## Directive A
In the Manhunter review, which actor plays Jack Crawford?
## Directive B
Reproduce word for word the part of the Manhunter review starting at "Later there is" and ending at "the script overall.".
— start of Selection —
Manhunter. 1986. Directed & Written by Michael Mann; based on the novel Red Dragon by Thomas Harris.
Starring William Petersen, Kim Greist, Joan Allen, Brian Cox, Dennis Farina, Stephen Lang, Tom Noonan, David Seaman, Benjamin Hendrickson, Dan Butler, Michele Shay, Paul Perri, and Patricia Charbonneau. De Laurentiis Entertainment Group.
Rated R. 119 minutes.
So while I’m going back and reviewing all the Hannibal episodes in the latest incarnation of Thomas Harris’ famous characters, I decided to also go back and re-watch/review one of my favourite films: Michael Mann’s 1986 crime-thriller masterpiece, Manhunter.
Long before I came to love the Bryan Fuller series adaptation, I found Manhunter. As a high school student when I first found myself getting serious about film, I started to gravitate towards Mann. There’s something I got into once seeing his feature film debut Thief, something that I find is consistent in so much of his work. I’m not saying everything he makes is perfect, but as a filmmaker he’s got incredible sensibilities which absolutely carry through many of his movies.
What’s even better is that I’ve always been a reader. My mother got me into stuff like Stephen King when I was young, then I grew up reading all the grim, macabre, and fascinating stuff I could get my hands on. Eventually, I made my way to Harris and the excellent novel Red Dragon, plus the equally well-written sequels The Silence of the Lambs and Hannibal. So when I finally saw this, I’d just anticipated so much that everything felt incredible under the touch of Mann. The remake from Brett Ratner came a few years after I’d seen this the first time, and honestly, though there are several incredible performances in that movie I otherwise don’t find it much of anything special. Manhunter is the way to go. And while I do love the new Fuller-helmed series, there’s a special place in my heart for this movie due to the performances of William Petersen and Tom Noonan, as well the slick and vibrant style of Michael Mann’s filmmaking.
The thing I love, especially now looking back in juxtaposition with Hugh Dancy’s version of Will Graham, is how William Petersen plays the character as both volatile and still superbly thoughtful. There’s that part of Graham we do see with Dancy, however, Petersen has that spark of physicality here in his prime that makes Will feel more brawler-crazy, if you get my drift. We see that right off the bat, as he suplexes Freddie Lounds (Lang) onto the hood of a car, beating out a window.
Later there is plenty to enjoy aside from this about Petersen’s Graham. He is a sensitive soul, whether dealing with his son or his wife, but there’s also the resistance in him when talking to Jack Crawford (Dennis Farina). Amazing scenes between Crawford and Graham. Lots of tension between the two, obvious from their work beforehand. This is something which works well; we get the depth and trouble of their relationship, even in the relatively little time Crawford is in the script overall.
— end of Selection —
— start of Rows —
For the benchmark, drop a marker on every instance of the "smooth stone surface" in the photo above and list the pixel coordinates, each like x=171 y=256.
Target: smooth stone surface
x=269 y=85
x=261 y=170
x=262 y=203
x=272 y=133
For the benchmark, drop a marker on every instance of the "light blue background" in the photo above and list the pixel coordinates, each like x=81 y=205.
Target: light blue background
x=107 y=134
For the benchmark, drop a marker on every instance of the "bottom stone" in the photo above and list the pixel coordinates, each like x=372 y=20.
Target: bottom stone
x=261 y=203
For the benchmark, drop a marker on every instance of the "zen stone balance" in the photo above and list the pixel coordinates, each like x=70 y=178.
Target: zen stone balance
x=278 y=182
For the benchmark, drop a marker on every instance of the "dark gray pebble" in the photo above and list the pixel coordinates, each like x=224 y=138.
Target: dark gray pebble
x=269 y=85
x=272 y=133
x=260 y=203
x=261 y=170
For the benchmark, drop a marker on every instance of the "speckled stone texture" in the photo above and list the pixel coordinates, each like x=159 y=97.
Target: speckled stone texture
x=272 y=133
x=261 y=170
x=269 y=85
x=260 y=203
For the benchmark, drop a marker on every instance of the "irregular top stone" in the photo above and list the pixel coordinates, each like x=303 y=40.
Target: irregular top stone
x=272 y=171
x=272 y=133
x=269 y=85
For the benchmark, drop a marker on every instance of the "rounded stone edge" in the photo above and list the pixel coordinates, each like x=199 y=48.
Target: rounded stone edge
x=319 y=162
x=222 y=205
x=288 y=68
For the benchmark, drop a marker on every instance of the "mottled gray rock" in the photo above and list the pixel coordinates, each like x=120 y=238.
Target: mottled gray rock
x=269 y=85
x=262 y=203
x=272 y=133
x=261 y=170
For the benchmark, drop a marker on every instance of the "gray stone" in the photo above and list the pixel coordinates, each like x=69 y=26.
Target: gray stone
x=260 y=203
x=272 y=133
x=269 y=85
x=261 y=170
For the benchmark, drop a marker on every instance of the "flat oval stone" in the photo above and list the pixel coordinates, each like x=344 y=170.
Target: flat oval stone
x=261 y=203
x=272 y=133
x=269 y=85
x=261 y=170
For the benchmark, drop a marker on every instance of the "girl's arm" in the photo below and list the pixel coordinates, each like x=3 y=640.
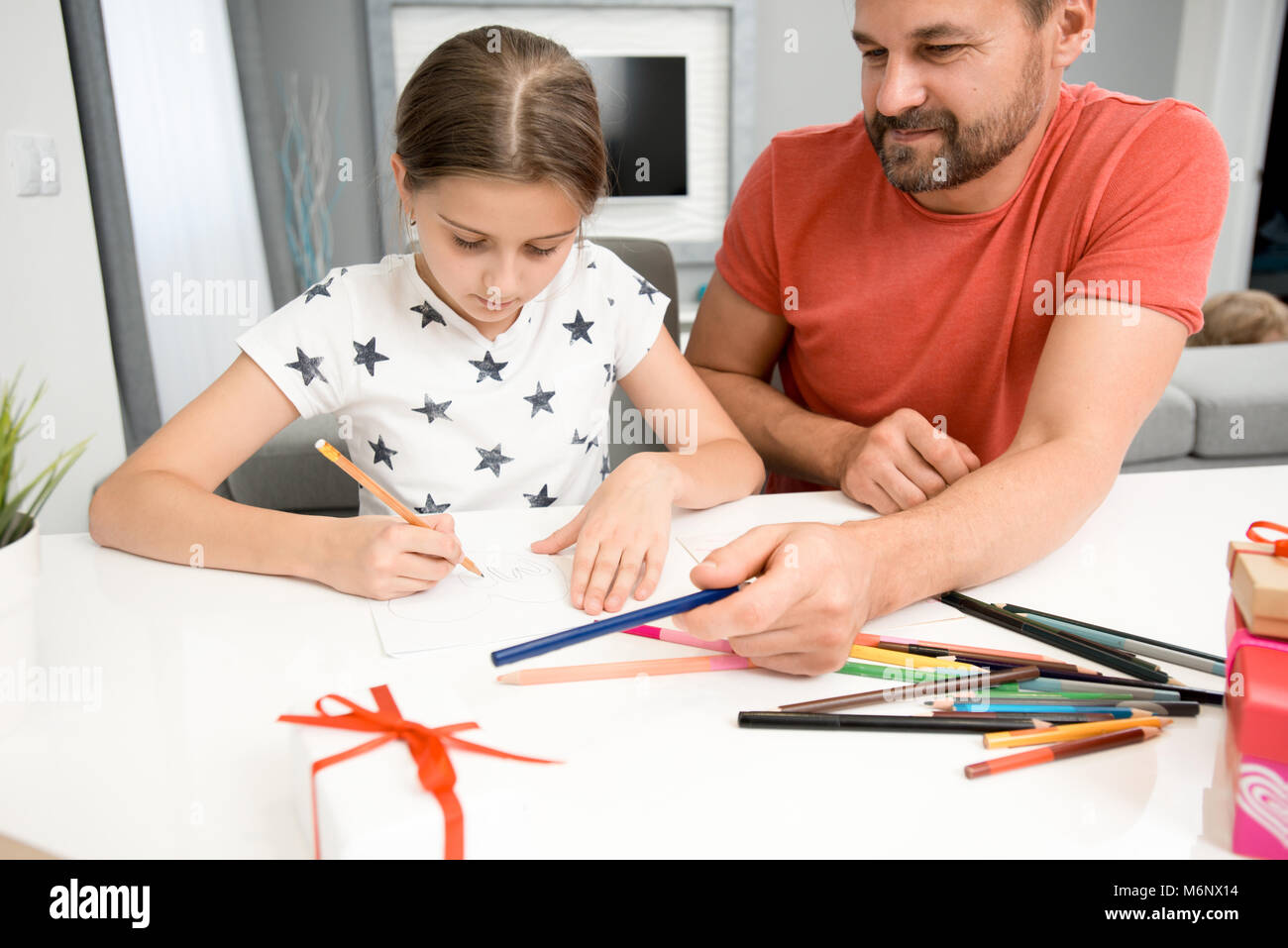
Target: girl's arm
— end of Rows —
## Correct answer A
Dennis Farina

## Correct answer B
Later there is plenty to enjoy aside from this about Petersen’s Graham. He is a sensitive soul, whether dealing with his son or his wife, but there’s also the resistance in him when talking to Jack Crawford (Dennis Farina). Amazing scenes between Crawford and Graham. Lots of tension between the two, obvious from their work beforehand. This is something which works well; we get the depth and trouble of their relationship, even in the relatively little time Crawford is in the script overall.